── Data records
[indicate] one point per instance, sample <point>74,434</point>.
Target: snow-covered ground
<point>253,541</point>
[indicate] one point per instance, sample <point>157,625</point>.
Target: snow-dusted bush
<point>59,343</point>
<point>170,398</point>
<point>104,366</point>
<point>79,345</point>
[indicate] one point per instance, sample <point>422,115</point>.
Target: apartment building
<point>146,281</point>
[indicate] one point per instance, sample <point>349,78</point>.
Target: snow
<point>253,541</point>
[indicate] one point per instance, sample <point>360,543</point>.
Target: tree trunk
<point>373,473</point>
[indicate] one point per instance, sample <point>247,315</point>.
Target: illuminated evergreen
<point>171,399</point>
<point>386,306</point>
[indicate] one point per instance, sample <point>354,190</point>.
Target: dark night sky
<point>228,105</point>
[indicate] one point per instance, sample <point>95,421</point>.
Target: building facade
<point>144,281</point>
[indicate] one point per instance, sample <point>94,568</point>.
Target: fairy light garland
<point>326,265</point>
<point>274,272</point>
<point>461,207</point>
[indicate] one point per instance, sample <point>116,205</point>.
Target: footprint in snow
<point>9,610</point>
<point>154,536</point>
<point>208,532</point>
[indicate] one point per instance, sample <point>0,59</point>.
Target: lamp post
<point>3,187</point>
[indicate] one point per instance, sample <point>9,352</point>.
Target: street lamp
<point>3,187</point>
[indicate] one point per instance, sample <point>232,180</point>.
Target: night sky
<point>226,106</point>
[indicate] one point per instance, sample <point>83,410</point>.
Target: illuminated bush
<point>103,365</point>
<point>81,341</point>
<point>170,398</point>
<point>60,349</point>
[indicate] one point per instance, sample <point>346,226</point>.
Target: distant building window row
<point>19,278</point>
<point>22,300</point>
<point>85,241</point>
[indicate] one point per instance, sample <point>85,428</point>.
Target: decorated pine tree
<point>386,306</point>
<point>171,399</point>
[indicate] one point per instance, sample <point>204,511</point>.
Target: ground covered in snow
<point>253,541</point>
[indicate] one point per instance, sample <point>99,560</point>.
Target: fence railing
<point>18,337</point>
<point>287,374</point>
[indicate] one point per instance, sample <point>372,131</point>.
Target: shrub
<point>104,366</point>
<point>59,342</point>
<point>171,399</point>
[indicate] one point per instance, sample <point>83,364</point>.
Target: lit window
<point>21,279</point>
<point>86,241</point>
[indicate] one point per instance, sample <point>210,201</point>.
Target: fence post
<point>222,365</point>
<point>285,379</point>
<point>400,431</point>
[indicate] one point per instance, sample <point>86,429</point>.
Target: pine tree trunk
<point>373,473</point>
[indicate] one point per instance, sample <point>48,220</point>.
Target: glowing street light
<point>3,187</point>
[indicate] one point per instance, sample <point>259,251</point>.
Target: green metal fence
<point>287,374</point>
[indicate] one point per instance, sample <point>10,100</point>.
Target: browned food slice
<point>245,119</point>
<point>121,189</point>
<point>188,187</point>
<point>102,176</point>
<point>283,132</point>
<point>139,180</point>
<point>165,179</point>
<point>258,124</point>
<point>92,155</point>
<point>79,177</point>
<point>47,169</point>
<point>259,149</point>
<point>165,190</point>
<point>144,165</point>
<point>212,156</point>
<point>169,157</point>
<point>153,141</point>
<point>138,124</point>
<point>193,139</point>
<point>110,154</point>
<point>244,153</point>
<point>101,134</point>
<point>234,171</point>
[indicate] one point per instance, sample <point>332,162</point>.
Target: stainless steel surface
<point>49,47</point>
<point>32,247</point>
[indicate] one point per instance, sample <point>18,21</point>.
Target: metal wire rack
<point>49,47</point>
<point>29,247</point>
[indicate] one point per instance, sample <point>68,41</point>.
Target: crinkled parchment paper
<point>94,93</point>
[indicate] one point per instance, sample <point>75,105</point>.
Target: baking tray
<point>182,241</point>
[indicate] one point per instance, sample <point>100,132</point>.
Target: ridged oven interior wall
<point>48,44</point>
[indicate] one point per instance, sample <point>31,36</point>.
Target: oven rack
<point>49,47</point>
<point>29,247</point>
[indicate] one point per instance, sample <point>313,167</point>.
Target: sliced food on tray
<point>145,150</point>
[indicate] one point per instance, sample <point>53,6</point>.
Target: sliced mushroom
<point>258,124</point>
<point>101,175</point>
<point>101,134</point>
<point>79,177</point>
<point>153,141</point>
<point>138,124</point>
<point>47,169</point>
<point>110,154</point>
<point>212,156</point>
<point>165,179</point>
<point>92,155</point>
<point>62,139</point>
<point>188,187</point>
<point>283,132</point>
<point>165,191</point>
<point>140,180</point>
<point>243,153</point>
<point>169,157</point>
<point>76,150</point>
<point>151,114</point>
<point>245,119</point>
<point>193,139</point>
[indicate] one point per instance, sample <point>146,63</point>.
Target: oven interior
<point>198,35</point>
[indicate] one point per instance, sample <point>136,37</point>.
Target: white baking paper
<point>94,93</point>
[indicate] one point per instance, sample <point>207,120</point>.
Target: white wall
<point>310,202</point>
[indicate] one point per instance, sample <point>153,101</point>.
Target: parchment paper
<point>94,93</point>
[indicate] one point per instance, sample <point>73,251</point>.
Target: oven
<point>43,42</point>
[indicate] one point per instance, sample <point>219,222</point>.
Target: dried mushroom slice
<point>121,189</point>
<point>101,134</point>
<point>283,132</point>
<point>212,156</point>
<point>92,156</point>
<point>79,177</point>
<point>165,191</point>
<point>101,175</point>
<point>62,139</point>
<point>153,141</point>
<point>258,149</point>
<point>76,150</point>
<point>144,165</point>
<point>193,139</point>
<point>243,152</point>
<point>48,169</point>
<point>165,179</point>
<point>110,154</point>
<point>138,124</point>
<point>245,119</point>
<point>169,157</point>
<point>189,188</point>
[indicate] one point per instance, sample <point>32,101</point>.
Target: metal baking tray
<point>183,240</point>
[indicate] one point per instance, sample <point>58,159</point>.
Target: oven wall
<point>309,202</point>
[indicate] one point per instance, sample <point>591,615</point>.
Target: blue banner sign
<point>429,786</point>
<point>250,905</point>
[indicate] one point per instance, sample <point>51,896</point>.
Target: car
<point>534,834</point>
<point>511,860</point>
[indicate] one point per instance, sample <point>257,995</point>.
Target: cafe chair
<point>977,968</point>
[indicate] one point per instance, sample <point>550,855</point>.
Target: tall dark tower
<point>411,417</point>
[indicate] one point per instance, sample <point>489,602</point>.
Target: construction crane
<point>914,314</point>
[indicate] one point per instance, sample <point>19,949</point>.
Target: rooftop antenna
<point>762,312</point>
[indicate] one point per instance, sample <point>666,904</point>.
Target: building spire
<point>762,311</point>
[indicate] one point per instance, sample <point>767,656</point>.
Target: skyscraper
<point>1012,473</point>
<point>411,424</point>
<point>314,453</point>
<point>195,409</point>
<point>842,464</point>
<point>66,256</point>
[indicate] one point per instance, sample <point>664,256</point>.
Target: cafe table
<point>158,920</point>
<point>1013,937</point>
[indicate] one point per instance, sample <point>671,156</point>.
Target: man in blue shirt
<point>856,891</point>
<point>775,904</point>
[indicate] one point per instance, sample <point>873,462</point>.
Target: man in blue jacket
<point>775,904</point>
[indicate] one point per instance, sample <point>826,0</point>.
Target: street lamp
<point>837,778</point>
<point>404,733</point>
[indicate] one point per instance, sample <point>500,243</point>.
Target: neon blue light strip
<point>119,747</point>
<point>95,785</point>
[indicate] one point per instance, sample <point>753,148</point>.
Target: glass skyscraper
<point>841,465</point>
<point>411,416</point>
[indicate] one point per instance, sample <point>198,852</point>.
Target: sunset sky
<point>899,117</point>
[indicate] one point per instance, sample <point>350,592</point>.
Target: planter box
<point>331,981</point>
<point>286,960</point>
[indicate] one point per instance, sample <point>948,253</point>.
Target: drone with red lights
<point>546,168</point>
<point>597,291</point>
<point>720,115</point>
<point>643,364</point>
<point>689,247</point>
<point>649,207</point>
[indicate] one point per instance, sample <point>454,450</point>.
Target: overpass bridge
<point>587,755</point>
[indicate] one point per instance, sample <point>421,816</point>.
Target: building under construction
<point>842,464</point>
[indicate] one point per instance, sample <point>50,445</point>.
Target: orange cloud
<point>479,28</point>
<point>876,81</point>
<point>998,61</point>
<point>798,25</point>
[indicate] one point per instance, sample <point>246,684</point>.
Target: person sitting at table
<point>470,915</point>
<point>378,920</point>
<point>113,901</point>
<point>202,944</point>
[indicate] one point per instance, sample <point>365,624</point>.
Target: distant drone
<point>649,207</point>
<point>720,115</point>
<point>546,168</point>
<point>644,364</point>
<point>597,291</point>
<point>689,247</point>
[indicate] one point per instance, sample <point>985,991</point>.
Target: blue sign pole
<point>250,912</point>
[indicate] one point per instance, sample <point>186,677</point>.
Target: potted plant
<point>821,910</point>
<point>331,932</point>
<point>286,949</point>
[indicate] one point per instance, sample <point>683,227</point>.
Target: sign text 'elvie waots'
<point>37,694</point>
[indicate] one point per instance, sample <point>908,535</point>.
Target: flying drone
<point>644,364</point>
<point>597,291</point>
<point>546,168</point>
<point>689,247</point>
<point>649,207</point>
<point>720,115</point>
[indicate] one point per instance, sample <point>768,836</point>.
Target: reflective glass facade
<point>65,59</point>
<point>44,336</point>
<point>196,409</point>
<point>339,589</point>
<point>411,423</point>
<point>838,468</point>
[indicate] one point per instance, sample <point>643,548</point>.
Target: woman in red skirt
────
• Assignment: With the line containing "instance, sample <point>908,535</point>." as the first and the final line of the entries above as the last, write out that span exactly and nothing more.

• Expected answer:
[indicate] one point per instance, sample <point>908,535</point>.
Target: flying drone
<point>644,364</point>
<point>597,291</point>
<point>546,168</point>
<point>689,247</point>
<point>649,207</point>
<point>720,115</point>
[indicate] one point per instance, sample <point>768,836</point>.
Target: reflective glass facade
<point>65,59</point>
<point>44,336</point>
<point>196,409</point>
<point>339,589</point>
<point>411,423</point>
<point>838,468</point>
[indicate] one point per instance, sample <point>643,548</point>.
Target: woman in red skirt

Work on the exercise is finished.